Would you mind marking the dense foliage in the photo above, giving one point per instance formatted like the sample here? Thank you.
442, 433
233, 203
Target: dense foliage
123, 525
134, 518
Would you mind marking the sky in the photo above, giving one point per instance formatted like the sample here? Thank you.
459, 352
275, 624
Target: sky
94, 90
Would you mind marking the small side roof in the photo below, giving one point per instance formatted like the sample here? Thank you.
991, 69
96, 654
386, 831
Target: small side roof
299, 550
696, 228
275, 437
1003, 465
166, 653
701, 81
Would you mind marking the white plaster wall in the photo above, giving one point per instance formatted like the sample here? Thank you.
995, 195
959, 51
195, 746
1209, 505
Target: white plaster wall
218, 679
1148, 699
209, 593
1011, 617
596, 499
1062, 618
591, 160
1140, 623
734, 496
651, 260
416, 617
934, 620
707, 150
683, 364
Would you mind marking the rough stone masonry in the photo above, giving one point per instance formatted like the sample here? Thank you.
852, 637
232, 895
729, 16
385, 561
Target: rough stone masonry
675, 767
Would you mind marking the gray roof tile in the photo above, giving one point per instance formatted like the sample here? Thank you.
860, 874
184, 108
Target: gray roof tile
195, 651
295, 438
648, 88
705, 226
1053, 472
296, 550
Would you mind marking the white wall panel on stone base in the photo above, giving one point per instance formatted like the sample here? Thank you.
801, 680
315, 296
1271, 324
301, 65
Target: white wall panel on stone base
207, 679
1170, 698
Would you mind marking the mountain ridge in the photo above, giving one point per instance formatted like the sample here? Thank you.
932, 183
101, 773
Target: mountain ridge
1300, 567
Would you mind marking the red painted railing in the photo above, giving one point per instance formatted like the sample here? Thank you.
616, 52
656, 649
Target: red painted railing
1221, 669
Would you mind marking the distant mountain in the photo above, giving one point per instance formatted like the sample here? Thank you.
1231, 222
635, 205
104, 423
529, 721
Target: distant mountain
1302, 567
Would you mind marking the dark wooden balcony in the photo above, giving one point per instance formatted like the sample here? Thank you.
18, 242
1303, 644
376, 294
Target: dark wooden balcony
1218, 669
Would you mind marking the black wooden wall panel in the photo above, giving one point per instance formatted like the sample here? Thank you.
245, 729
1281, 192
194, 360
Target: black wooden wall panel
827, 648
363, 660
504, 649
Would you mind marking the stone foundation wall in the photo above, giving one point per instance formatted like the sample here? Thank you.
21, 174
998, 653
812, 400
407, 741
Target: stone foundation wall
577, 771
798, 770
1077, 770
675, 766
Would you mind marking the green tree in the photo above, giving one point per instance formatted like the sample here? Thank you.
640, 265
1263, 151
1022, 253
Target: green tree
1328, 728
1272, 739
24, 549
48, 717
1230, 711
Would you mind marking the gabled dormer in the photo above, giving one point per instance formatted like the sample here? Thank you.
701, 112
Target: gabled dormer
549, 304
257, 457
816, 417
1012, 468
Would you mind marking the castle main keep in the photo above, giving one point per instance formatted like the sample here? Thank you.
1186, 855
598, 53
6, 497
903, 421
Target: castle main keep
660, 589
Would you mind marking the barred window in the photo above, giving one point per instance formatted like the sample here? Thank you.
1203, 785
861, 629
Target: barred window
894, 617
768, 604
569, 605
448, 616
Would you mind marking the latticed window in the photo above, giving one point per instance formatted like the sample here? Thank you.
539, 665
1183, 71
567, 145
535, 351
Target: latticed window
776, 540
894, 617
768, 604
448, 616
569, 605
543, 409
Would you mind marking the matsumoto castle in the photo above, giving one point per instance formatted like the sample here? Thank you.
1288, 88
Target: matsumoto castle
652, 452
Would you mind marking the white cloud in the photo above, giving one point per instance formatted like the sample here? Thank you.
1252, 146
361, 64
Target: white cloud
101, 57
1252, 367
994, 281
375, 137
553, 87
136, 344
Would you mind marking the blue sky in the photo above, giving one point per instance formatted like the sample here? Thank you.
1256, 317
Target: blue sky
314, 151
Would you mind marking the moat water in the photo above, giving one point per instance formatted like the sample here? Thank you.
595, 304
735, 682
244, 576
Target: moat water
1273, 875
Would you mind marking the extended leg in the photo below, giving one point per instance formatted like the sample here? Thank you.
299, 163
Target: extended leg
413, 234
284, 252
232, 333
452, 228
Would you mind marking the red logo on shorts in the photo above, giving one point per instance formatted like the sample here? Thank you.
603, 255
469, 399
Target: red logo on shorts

· · · · ·

Directions: Set down each entry again, unchanged.

Completed exercise:
Would you mind marking the dense foliage in the photo above, giving one point per instance formatted like the sample here? Thank you.
442, 433
233, 203
Target: dense foliage
123, 525
134, 518
Would you mind marking the sky in the photo above, giving one point per instance formatted like the sample here? Thank you.
459, 352
275, 624
Target: sky
94, 90
Would you mind marking the small side roof in the photo below, giving one point per instance formatted like the sample here? Thank you.
991, 69
96, 654
386, 831
Target: small side roof
299, 550
696, 228
275, 437
1003, 465
166, 653
701, 81
Would you mind marking the white plaster wall in the photo above, giving one point per instance formatted like the sample here? Thank you.
995, 195
959, 51
195, 746
1209, 505
Target: white plaster wall
218, 679
1148, 699
209, 593
1011, 617
596, 499
1062, 618
591, 160
1140, 623
734, 496
651, 260
416, 617
934, 620
707, 150
683, 364
Would you mind marking the rough stone masonry in the photo above, giving one point per instance formatted like the sample here? Thank you.
852, 637
232, 895
729, 16
385, 561
Target: rough stone masonry
675, 767
Would you mind marking the gray roof tile in the photo above, giving one point per instance formatted like the sample here? Thank you.
860, 874
184, 108
Target: gray roof tile
195, 651
295, 438
648, 88
705, 226
1053, 472
296, 550
Would you mind marking the white wall panel on stone base in the photo above, giving one point per instance formatted like the sample here? Thank you.
801, 680
315, 296
1271, 324
301, 65
Target: white wall panel on stone base
207, 679
1170, 698
Would you mind marking the mountain ridge in the photo above, giving one point per instance formatted like the sample here? Thank you.
932, 183
101, 773
Target: mountain ridge
1300, 567
Would you mind marking the red painted railing in the photo above, giving one point per instance formatted like the sample here? Thank you.
616, 52
656, 649
Target: red painted railing
1221, 669
Would you mind marking the distant mountain in the photo above, giving one point per instance formatted like the sample here? Thank you.
1231, 222
635, 205
104, 423
529, 721
Target: distant mountain
1302, 567
Would you mind marking the dark wooden balcony in the photo above, giving one point per instance formatted like the sample here? Thank you.
18, 242
1303, 644
376, 294
Target: dark wooden balcony
1218, 669
Would you mind marking the black wooden wall panel in the photo above, giving one point per instance formatted like the sample here? Thank you.
245, 729
1281, 192
194, 360
Target: black wooden wall panel
827, 648
363, 660
504, 649
Would you mind marking the stone foundation wall in the photo above, giving one point per instance formatted like the sample here? Thank you.
21, 174
998, 653
812, 400
407, 741
Target: stone foundation wall
577, 771
798, 770
1077, 770
675, 766
Would you mind marking the green tree in the photo above, giving one point per instance formatted like the sample here? Thank you.
640, 265
1263, 151
1022, 253
Target: green tree
1328, 728
1272, 739
24, 549
48, 717
1230, 711
Would you mind marking the gabled dormer in the photo above, giving one point per instance formatted like the sample here? Thank you.
701, 112
Target: gabled dormer
549, 304
257, 457
816, 417
1012, 468
Would you mind marking the castle main keep in the photo above, giving one point per instance formatted like the sample here? Thank you.
1186, 855
598, 53
6, 497
903, 421
Target: castle main keep
660, 589
Would you mind marking the barred window in the photo above, giving one point per instance formatted like the sample here? Thank you.
1203, 785
861, 629
Target: barred window
894, 617
768, 604
569, 605
448, 616
Would you mind marking the latticed window in the photo above, giving one point per instance formatted like the sample here? Thank you.
539, 665
1183, 71
567, 145
535, 351
Target: latticed window
776, 540
894, 617
768, 604
448, 616
569, 605
543, 409
Would you mind marking the matsumoto castle in the photo above, giving one point per instance formatted like the sample here? Thank you.
1288, 88
Target: matsumoto castle
652, 452
Would you mind marking the white cloud in the photo above, giving one point per instance formatted like the sample here? Thank you.
1252, 146
361, 64
Target: white cloud
101, 57
1252, 367
994, 281
375, 137
553, 87
136, 344
Would you mind marking the blue sky in the photo above, giving one point per instance formatted like the sample here? Thank you.
1256, 317
Target: blue sky
314, 151
Would you mind marking the moat water in the photo above, giving one point per instance formatted like the sample here? Thank you.
595, 304
735, 682
244, 576
Target: moat water
1273, 875
Would you mind marking the extended leg in the photo below, giving one point per instance formatted like the sample here? Thank you.
299, 163
Target: extended leg
413, 234
284, 252
232, 333
452, 228
Would you mind marking the red logo on shorts in the photo above, giving one point per instance formatted like the sample here? Thank you.
603, 255
469, 399
Target: red logo on shorts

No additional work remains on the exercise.